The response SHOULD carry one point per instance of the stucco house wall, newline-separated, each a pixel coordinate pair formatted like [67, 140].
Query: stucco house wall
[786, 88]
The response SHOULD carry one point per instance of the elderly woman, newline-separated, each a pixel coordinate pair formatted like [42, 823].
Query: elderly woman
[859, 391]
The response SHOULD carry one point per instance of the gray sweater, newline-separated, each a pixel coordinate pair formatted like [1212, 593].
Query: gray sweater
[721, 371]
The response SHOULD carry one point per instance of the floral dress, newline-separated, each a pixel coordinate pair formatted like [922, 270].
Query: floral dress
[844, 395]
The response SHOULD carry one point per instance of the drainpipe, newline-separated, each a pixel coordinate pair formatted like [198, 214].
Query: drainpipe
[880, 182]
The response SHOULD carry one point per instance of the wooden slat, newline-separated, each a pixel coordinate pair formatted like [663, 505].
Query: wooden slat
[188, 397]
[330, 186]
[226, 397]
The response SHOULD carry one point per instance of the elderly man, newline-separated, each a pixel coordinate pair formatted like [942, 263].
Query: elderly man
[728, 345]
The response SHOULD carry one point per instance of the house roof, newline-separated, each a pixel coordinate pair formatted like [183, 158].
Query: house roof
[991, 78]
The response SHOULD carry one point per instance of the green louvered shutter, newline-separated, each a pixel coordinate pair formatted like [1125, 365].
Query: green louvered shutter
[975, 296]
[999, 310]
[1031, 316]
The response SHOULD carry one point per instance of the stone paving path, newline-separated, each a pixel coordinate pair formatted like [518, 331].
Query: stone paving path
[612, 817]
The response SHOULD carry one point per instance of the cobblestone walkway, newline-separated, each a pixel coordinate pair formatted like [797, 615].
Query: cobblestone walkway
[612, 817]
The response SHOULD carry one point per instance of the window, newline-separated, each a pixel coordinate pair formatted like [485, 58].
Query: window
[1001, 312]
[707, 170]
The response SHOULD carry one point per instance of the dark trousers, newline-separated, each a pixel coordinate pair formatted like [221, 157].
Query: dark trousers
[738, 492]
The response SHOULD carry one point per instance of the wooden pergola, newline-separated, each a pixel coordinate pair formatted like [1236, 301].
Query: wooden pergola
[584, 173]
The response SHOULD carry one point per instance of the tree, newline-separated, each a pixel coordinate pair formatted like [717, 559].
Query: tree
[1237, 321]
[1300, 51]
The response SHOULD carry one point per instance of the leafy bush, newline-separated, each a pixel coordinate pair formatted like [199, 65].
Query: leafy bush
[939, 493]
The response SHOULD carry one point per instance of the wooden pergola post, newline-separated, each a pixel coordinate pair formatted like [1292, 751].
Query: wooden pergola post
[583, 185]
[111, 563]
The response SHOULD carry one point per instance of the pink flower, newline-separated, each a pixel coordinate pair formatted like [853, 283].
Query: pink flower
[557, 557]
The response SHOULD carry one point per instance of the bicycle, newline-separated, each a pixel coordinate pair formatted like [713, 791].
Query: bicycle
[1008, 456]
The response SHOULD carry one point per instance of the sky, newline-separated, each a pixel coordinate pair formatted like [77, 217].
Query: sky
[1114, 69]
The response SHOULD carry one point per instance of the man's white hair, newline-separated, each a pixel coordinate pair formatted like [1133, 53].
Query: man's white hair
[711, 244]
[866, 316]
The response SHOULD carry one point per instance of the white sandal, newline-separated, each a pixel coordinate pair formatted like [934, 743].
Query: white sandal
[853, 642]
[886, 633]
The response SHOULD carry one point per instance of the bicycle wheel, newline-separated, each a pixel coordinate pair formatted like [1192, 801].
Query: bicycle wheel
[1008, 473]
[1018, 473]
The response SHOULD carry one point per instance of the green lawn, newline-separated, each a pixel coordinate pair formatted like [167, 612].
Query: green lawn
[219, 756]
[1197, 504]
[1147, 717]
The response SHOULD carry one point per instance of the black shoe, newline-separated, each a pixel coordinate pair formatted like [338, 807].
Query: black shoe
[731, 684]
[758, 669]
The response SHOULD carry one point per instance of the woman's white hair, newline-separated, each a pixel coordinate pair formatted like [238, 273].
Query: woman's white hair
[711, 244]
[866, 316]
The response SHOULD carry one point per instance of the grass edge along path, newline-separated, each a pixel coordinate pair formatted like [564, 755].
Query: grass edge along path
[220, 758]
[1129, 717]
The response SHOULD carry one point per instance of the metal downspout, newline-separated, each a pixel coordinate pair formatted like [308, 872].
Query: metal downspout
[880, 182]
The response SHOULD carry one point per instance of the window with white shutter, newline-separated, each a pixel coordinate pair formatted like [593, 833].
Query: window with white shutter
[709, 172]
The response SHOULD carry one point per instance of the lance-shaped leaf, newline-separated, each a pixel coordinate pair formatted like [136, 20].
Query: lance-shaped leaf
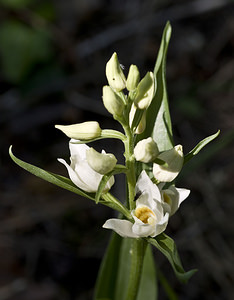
[117, 170]
[199, 146]
[56, 179]
[168, 247]
[113, 275]
[158, 121]
[108, 272]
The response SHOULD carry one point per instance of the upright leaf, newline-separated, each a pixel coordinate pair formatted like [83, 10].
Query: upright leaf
[107, 276]
[158, 121]
[168, 247]
[148, 286]
[113, 276]
[58, 180]
[199, 146]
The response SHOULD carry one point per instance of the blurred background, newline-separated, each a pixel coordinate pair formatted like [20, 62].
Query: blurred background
[52, 69]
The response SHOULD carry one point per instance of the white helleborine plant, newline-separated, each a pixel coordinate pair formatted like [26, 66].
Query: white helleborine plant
[146, 150]
[174, 159]
[148, 205]
[80, 172]
[81, 131]
[150, 218]
[173, 197]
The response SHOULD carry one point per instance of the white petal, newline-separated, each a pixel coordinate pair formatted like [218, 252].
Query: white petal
[183, 194]
[163, 174]
[78, 149]
[144, 183]
[173, 194]
[161, 226]
[88, 175]
[74, 177]
[143, 230]
[122, 227]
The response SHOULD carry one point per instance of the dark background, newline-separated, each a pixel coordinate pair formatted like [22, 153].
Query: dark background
[53, 56]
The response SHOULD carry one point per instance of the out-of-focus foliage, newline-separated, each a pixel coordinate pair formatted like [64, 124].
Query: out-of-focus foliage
[17, 4]
[21, 49]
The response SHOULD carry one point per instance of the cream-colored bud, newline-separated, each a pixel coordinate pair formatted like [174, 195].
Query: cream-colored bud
[145, 91]
[146, 150]
[174, 159]
[142, 124]
[112, 102]
[114, 74]
[81, 131]
[102, 163]
[133, 78]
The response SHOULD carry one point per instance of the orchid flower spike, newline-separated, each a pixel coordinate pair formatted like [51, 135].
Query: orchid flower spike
[81, 174]
[149, 216]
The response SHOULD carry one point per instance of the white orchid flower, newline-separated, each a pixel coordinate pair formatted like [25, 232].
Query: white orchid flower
[173, 197]
[149, 216]
[81, 174]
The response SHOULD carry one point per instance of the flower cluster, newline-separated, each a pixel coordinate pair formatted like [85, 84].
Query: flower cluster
[150, 204]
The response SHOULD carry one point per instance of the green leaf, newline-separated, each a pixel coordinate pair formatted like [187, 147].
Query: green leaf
[167, 246]
[158, 121]
[113, 275]
[148, 286]
[117, 170]
[107, 276]
[58, 180]
[148, 283]
[199, 146]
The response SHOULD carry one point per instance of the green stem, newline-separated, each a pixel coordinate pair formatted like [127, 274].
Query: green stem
[114, 203]
[130, 164]
[137, 256]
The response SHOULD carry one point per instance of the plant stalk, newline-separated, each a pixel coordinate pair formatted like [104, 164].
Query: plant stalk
[137, 257]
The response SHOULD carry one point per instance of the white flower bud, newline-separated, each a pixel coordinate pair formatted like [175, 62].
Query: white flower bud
[174, 159]
[112, 102]
[100, 162]
[114, 74]
[141, 126]
[146, 150]
[145, 91]
[81, 131]
[133, 78]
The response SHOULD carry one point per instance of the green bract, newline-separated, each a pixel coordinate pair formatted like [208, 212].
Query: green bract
[112, 102]
[114, 74]
[100, 162]
[82, 131]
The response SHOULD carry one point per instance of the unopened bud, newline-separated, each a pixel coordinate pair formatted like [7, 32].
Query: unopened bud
[174, 159]
[102, 163]
[81, 131]
[146, 150]
[145, 91]
[114, 74]
[133, 78]
[112, 102]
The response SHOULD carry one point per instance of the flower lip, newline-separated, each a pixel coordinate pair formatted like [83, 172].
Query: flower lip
[145, 214]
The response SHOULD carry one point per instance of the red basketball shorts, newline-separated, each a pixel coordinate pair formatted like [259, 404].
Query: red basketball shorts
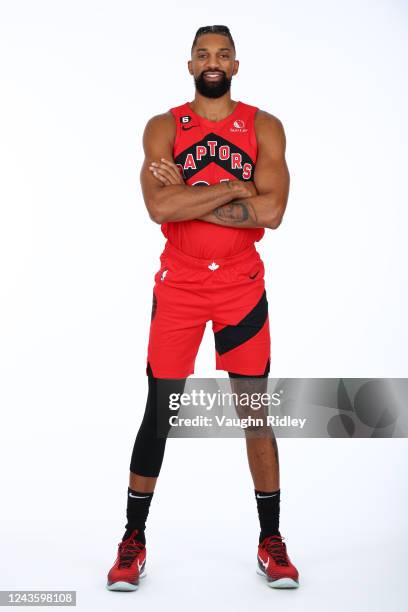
[228, 291]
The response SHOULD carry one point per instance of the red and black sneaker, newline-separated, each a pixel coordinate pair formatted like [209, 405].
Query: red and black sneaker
[129, 565]
[274, 564]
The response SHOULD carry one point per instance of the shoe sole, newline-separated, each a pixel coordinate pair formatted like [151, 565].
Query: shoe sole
[122, 585]
[281, 583]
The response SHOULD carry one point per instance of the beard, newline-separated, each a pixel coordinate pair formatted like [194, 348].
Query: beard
[212, 89]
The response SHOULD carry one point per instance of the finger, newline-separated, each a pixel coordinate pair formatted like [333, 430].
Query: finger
[172, 166]
[165, 171]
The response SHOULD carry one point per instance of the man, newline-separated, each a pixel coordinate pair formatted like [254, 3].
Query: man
[214, 177]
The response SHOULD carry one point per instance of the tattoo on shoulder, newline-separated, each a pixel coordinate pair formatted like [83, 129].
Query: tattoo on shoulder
[237, 212]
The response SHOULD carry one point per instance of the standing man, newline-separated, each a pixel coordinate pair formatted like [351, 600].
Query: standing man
[214, 177]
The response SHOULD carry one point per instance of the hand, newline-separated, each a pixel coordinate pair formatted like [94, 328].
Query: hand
[245, 189]
[166, 172]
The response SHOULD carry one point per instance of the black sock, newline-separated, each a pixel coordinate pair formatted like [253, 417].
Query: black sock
[268, 503]
[138, 504]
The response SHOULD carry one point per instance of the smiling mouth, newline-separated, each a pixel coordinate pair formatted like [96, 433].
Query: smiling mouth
[213, 76]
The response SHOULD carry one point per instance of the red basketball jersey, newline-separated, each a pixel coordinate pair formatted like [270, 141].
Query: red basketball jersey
[209, 152]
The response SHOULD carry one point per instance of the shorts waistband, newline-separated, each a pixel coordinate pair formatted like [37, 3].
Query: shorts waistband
[174, 252]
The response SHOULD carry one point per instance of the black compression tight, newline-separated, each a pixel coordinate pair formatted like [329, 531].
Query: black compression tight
[150, 443]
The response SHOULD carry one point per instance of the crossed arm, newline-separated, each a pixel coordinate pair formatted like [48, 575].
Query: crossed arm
[260, 203]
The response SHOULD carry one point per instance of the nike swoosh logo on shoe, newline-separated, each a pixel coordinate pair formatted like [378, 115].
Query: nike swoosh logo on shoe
[265, 496]
[265, 564]
[138, 496]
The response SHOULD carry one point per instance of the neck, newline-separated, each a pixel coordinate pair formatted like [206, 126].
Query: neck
[213, 109]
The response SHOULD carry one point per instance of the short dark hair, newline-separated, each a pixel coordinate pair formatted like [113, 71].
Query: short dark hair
[213, 30]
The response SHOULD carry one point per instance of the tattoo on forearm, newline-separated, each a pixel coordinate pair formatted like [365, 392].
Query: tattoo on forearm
[237, 212]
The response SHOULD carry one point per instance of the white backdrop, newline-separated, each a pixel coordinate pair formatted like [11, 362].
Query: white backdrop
[79, 80]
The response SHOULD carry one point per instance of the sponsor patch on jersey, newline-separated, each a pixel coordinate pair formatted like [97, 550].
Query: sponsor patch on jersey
[238, 126]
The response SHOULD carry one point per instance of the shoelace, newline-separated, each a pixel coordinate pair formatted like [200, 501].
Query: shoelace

• [WORK REQUEST]: Give back exactly the lines that run from the line with "like [11, 362]." through the close of the material, counting both ends, and nothing more.

• [EXERCISE OUTPUT]:
The response SHOULD carry one point per instance of the white backdrop, newline-separated, each a pixel coordinate pair formatted like [11, 362].
Query: white backdrop
[79, 80]
The response SHOULD carry one point per instance of the sponsor patch on jersey, newline-separated, each a pixel coordinate pair formatted like [97, 550].
Query: sponsor patch on jersey
[238, 126]
The response SHOULD carry one point per instance of the shoelace, newline-separated, each a pixel coordinate pair formatted like [200, 501].
Query: shoelace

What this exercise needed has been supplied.